- [Input]:
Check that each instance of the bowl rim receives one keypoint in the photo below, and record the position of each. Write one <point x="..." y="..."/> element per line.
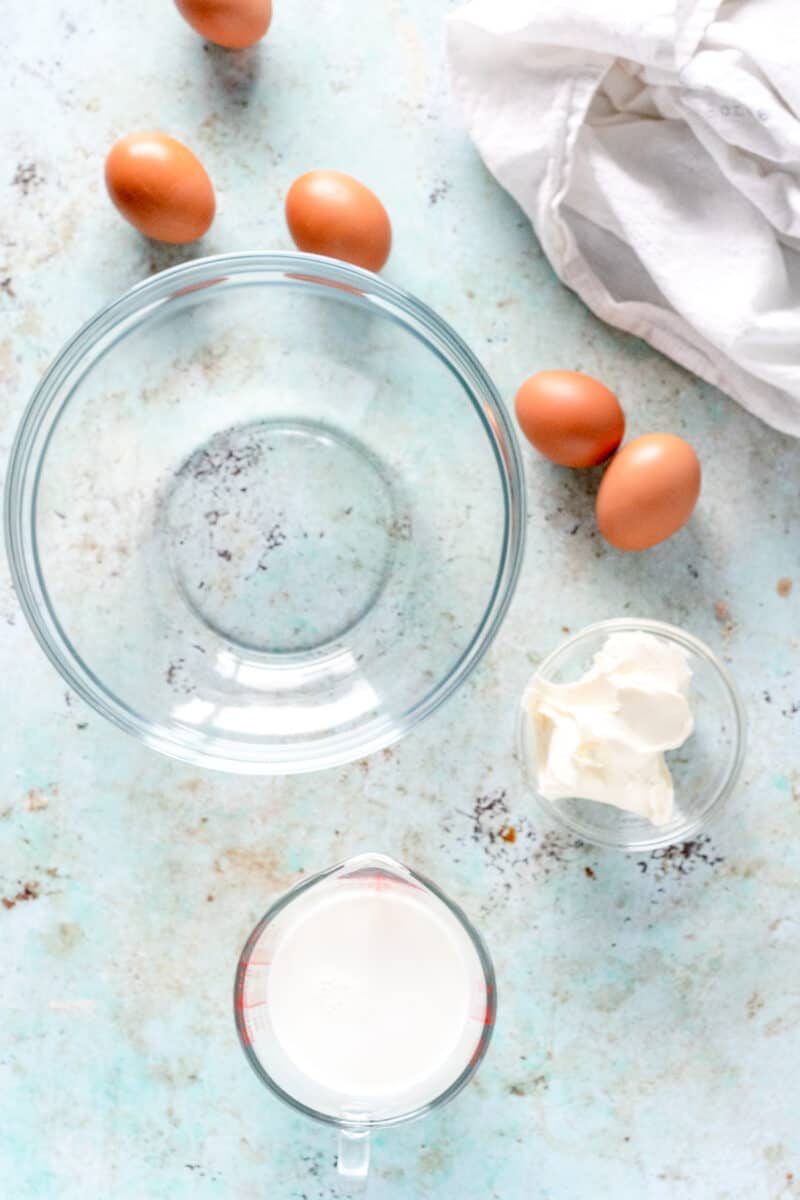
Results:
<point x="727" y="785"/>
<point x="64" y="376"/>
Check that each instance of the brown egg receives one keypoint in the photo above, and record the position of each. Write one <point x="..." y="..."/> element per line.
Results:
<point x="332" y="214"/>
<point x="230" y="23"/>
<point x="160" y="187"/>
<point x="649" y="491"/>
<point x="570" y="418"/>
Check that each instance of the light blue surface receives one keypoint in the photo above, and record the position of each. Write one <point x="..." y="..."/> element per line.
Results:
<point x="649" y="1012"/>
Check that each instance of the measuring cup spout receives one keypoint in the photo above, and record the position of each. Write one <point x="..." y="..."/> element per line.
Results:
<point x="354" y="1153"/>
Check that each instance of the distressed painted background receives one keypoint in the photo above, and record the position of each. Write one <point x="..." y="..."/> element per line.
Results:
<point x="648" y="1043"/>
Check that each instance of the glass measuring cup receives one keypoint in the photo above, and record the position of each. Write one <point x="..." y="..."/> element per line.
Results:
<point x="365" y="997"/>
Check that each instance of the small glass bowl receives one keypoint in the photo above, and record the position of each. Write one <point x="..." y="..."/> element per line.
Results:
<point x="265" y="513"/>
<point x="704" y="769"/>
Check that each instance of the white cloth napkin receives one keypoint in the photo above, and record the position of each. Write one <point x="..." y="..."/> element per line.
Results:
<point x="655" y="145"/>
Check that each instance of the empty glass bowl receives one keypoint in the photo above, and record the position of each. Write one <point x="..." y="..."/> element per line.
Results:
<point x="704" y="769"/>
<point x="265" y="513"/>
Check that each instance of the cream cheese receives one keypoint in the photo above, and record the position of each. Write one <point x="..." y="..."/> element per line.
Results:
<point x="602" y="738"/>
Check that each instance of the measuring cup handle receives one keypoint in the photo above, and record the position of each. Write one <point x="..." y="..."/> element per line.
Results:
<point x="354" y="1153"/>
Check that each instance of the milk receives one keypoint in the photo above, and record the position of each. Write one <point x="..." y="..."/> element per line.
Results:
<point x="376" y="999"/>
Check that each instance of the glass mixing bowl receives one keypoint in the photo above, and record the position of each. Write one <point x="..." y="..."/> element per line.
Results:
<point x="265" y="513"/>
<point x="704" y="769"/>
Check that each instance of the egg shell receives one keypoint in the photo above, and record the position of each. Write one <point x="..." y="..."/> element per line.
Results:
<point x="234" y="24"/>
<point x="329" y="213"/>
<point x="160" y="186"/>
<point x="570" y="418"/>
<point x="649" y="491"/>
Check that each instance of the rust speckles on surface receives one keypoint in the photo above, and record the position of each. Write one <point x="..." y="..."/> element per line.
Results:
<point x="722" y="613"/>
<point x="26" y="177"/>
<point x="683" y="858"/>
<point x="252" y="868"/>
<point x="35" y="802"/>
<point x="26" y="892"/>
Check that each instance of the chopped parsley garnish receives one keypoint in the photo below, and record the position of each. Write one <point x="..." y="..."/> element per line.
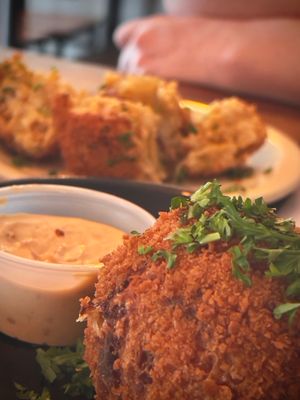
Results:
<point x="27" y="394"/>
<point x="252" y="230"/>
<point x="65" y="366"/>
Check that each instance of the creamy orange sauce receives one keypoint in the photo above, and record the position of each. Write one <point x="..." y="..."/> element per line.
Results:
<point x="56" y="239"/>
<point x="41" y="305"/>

- [Problem]: Reproduce everything above exactly, images excluded.

- [Result]:
Check that each instance of the bowl rim receives one keypoint in the photo below, and record the position of each. Write one <point x="..." y="..."/> element per line.
Results:
<point x="727" y="785"/>
<point x="64" y="376"/>
Check that each instance of the brown egg receives one keypoint in the photo above, and record the position of each. Write one <point x="..." y="..."/> element per line.
Results:
<point x="332" y="214"/>
<point x="230" y="23"/>
<point x="160" y="187"/>
<point x="649" y="491"/>
<point x="570" y="418"/>
Check that each instance of the light blue surface receives one keypoint in the photo above, and record the position of each. Write one <point x="..." y="..."/> element per line.
Results:
<point x="649" y="1012"/>
Check that each instance of the measuring cup spout receives one keypoint in the photo above, and record the position of each. Write one <point x="..." y="..."/> element per line.
Results:
<point x="354" y="1153"/>
Check that each instance of the distressed painted background receives one keypoint in the photo above, and record the position of each. Write one <point x="..." y="..."/> element per line.
Results:
<point x="648" y="1043"/>
Check that each instance of the glass measuring cup receives one keypoint in the photo above, and record the position of each. Write one <point x="..." y="..."/> element per line.
Results:
<point x="365" y="997"/>
Check that each instance of the small glass bowl receives one keypoint in the photo above, and record the position of each. Write one <point x="..." y="..."/> element per line.
Results:
<point x="265" y="513"/>
<point x="704" y="769"/>
Check that each instance of the white cloth napkin receives one keypoint in the photo above, and record the position of each. Write one <point x="..." y="..."/> element per line.
Results:
<point x="655" y="145"/>
Check that each instance of the empty glass bowl receives one keypoint in the photo above, and record the position of each. Write one <point x="..." y="..."/> element per line.
Results:
<point x="704" y="769"/>
<point x="265" y="513"/>
Check that each instance of the cream cheese receives one keypoint in the photo above, and record the position of each. Write one <point x="..." y="..."/> element per line.
Results:
<point x="602" y="738"/>
Check that each instance of the measuring cup handle receives one keypoint in the photo above, and record the position of each. Write one <point x="..." y="..."/> element per line.
Results:
<point x="354" y="1153"/>
Check that each instance of the milk receives one keypoint in the photo above, and record the position of each. Write one <point x="..." y="..."/> element per line.
Results:
<point x="376" y="999"/>
Check that each instance of the glass mixing bowl receives one keypoint in the photo above, and record the position of each. Write one <point x="..." y="..."/> element per line.
Results:
<point x="265" y="513"/>
<point x="704" y="769"/>
Check that each instance of the egg shell receives one keypoint in the photo above, and record the position of each. Write one <point x="..." y="..."/> element per line.
Results:
<point x="234" y="24"/>
<point x="329" y="213"/>
<point x="160" y="186"/>
<point x="570" y="418"/>
<point x="649" y="491"/>
Check that each instance of the rust speckles on surface receives one keypoint in the photo above, and record the position of each. Write one <point x="..." y="..."/> element per line.
Results:
<point x="722" y="613"/>
<point x="26" y="177"/>
<point x="683" y="858"/>
<point x="252" y="868"/>
<point x="35" y="802"/>
<point x="26" y="892"/>
Check that each instance of the chopped parsley garnish receives one keypoint in the photo below, and record the position of each. Write one <point x="..." y="..."/> element per line.
Results:
<point x="27" y="394"/>
<point x="252" y="230"/>
<point x="65" y="366"/>
Check that each instance of the creamy orange sauce receives one keypoint in the photo above, and record the position of each. Write one <point x="..." y="..."/> element per line.
Results:
<point x="56" y="239"/>
<point x="41" y="305"/>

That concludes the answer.